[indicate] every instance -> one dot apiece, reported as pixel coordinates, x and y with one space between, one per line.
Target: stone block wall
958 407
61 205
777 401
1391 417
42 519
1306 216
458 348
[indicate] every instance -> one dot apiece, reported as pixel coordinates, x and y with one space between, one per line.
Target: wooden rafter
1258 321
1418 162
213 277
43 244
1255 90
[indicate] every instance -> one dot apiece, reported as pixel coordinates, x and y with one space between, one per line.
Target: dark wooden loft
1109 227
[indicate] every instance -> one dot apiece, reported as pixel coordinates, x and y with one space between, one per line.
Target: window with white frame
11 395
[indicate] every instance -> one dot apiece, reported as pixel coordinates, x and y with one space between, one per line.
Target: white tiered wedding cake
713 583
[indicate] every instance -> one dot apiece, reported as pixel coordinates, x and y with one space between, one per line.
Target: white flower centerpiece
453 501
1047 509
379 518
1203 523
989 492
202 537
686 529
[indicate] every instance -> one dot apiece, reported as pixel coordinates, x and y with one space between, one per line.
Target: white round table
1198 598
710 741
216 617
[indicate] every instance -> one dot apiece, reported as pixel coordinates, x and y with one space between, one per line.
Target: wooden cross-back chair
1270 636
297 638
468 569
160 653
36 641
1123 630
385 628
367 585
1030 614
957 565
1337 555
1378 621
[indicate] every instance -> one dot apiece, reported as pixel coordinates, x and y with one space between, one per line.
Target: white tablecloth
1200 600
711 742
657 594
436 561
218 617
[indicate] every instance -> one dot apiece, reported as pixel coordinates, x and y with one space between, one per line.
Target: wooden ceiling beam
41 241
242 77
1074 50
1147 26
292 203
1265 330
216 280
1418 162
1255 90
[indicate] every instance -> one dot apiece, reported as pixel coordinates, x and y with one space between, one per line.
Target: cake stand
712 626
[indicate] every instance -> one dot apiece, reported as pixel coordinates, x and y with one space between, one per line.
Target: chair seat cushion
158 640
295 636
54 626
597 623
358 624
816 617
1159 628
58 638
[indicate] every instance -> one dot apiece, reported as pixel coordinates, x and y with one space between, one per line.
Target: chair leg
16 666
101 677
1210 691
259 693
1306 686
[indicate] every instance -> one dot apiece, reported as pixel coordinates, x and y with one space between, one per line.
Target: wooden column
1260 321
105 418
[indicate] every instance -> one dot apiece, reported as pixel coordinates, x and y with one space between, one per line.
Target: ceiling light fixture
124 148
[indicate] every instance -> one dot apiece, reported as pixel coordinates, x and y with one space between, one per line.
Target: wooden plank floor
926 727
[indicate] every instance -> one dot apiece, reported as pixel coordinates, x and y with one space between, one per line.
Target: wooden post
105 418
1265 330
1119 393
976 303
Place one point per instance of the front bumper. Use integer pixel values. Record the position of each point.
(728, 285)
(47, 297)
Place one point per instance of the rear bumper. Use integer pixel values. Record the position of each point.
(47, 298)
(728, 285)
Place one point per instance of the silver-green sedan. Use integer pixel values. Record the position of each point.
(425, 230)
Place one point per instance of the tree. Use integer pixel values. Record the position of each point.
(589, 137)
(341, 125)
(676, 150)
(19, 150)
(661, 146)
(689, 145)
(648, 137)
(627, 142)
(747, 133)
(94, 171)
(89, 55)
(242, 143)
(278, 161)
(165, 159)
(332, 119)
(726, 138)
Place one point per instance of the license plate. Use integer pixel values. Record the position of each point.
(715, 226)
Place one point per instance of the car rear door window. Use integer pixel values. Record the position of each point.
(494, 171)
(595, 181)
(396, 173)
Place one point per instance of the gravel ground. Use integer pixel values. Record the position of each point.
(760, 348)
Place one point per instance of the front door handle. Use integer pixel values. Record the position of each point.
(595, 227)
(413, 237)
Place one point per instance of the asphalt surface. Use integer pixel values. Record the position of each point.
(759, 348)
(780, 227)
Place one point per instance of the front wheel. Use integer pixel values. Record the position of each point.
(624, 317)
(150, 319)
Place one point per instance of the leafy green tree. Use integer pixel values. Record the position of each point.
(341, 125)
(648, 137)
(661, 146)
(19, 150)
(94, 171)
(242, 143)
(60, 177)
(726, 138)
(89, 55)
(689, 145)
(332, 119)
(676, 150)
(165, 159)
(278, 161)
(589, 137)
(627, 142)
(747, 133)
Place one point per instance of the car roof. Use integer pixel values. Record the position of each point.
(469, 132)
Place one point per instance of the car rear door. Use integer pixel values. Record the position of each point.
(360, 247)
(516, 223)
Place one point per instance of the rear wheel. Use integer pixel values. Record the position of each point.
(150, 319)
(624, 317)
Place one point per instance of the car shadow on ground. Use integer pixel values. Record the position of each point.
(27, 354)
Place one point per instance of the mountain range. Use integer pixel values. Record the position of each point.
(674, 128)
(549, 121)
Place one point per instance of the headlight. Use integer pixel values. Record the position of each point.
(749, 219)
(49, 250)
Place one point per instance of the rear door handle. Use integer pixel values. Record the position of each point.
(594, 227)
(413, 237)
# # #
Set down the whole of the material again, exactly.

__Response to this exercise__:
[indicate] every instance -> one dot apiece, reported as pixel coordinates, x and y with one space between, one per line.
Target: stone block wall
958 407
61 205
777 401
1391 417
42 519
1306 216
458 348
[indicate] every instance -> one dot apiece, reported as pixel coordinates, x and y with one space between, one per line.
Target: wooden rafter
1258 321
1418 162
213 277
43 244
1255 90
[indicate] every instance -> one dot apiece, reported as pixel coordinates, x and y with one space between, one per line.
Target: dark wooden loft
1109 227
[indicate] every instance -> one dot apiece, reported as pixel coordinates, x and y with one space between, one per line.
Target: window with white frame
11 395
[indicate] every instance -> one dot apiece, reported as pixel coordinates, x and y with one space between, one per line.
Target: white tiered wedding cake
713 583
[indicate] every instance -> one dot apiece, reported as pixel coordinates, x and y with one space between, one per line.
Target: white flower centerpiece
453 501
1047 509
379 518
1203 523
989 492
202 537
686 529
[indicate] every instance -> one dot apiece, reported as pixel coordinates, x and y with one space between, one per line.
Target: white round table
1198 598
710 741
216 617
[indicate] every instance -> one dot apiece, reported as pixel coordinates, x and y with one space between, one per line.
Target: wooden cross-back chair
1270 636
297 638
468 569
160 653
36 641
1123 630
385 628
367 585
1030 614
957 565
1337 555
1378 621
[indicate] every instance -> one dot apiece, reported as pixel coordinates, x and y with one space between, one per line.
Target: white tablecloth
1200 600
711 742
657 594
436 561
218 617
[indicate] every instance -> one dot apiece, reported as pixel coordinates, x and y with one space between, one per line.
Target: wooden ceiling beam
41 241
242 77
1074 50
1147 26
292 203
1265 330
216 280
1418 162
1255 90
[indicate] every instance -> one dot apiece, reported as pixel coordinates, x and y with one space between, one per line.
Target: cake stand
712 626
[indicate] every instance -> one dot apiece, reported as pixel coordinates, x and y with one space between, one per line.
Target: chair seat cushion
158 640
295 636
54 626
597 623
358 624
816 617
1159 628
58 638
[indicate] every instance -> one dot apiece, reported as pixel coordinates, x and y with one space between, one per line.
Target: chair leg
16 666
101 677
1210 691
259 693
1306 686
[indicate] every instance -> one dot apiece, reported as pixel coordinates, x and y with one space between, one per line.
Target: wooden column
1260 321
105 418
[indicate] every instance -> one dot apiece, reported as pixel coordinates, x and y with one space between, one per line.
Target: ceiling light fixture
124 148
[indicate] every instance -> one dot apiece, reported as pixel coordinates, x and y with one space between, one per line.
Target: wooden plank floor
926 727
[indicate] every instance -> one dot apiece, reported as pixel coordinates, x and y with one space between, one per line.
Target: wooden post
105 418
1265 330
1119 393
976 303
Place one point per instance of the front bumper. Use integer pixel values. Record the position of each point.
(728, 285)
(47, 297)
Place one point per instance of the rear bumper. Use integer pixel values. Record the position of each point.
(47, 298)
(728, 285)
Place one point per instance of the silver-green sedan. Use integer pixel values. Record the position of each point.
(425, 230)
Place one point per instance of the tree. Use integer pixel values. Record the position of each point.
(589, 137)
(341, 125)
(676, 150)
(19, 150)
(661, 146)
(689, 145)
(648, 137)
(627, 142)
(747, 133)
(94, 171)
(89, 55)
(242, 143)
(278, 161)
(165, 159)
(332, 119)
(726, 138)
Place one point per instance of the license plate. Use integer pixel values. Record the position of each point.
(715, 226)
Place one point per instance of the car rear door window. Use integer pixel values. Record the position of each point.
(494, 171)
(595, 181)
(396, 173)
Place one point per instance of the gravel ground. Use integer pixel values. Record the position of each point.
(760, 348)
Place one point per instance of the front door handle. Use integer pixel values. Record the position of each point.
(595, 227)
(413, 237)
Place one point per instance of the asphalt surface. Use integer pixel values. Record the position of each point.
(759, 348)
(780, 227)
Place one point per instance of the front wheel. Use integer pixel values. Record the position of each point.
(624, 317)
(150, 319)
Place one point per instance of the leafy green tree. Use integer pixel values. Record the position of each point.
(341, 125)
(648, 137)
(661, 146)
(19, 150)
(94, 171)
(242, 143)
(60, 177)
(726, 138)
(89, 55)
(689, 145)
(332, 119)
(676, 150)
(165, 159)
(278, 161)
(589, 137)
(627, 142)
(747, 133)
Place one point per instance of the car roof. Use integer pixel values. Record the position of each point.
(469, 132)
Place one point per instance of the car rear door. Use integer pixel values. Record the position of each point.
(360, 247)
(516, 223)
Place one point per instance of the rear wheel. Use integer pixel values. Record the position of each point.
(150, 319)
(624, 317)
Place one point per instance of the car shadow on ground. Use integer pixel values. Record the position of each point.
(27, 354)
Place one point per instance of the mountain range. Use integer pixel values. Record the position of each point.
(674, 128)
(549, 121)
Place one point per instance of the headlight. Use integer pixel values. Record the position of each point.
(749, 219)
(49, 250)
Place one point per instance of the rear door handle. Use integer pixel values. Record the position of each point.
(594, 227)
(413, 237)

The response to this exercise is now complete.